In the entries below, find the line containing "rough mask: <svg". Copy it and all lines after it, exactly, through the end.

• _Source records_:
=== Begin Enclosure ===
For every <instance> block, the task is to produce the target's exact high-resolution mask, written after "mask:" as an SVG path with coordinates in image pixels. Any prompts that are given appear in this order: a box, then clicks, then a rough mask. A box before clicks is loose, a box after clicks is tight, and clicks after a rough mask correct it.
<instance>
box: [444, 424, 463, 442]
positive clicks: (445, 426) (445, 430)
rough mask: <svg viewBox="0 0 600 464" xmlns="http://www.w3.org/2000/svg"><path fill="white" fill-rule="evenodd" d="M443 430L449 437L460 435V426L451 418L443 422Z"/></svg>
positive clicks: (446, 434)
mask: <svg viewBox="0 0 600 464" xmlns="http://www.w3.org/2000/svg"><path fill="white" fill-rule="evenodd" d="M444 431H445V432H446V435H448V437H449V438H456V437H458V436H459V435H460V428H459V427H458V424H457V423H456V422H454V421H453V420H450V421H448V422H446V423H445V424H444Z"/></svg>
=== End Enclosure ===
• _REPLY_:
rough mask: <svg viewBox="0 0 600 464" xmlns="http://www.w3.org/2000/svg"><path fill="white" fill-rule="evenodd" d="M443 430L449 437L460 435V426L451 418L443 422Z"/></svg>
positive clicks: (446, 434)
mask: <svg viewBox="0 0 600 464" xmlns="http://www.w3.org/2000/svg"><path fill="white" fill-rule="evenodd" d="M444 431H445V432H446V435H448V437H449V438H456V437H458V436H459V435H460V428H459V427H458V424H457V423H456V422H454V421H453V420H450V421H448V422H446V423H445V424H444Z"/></svg>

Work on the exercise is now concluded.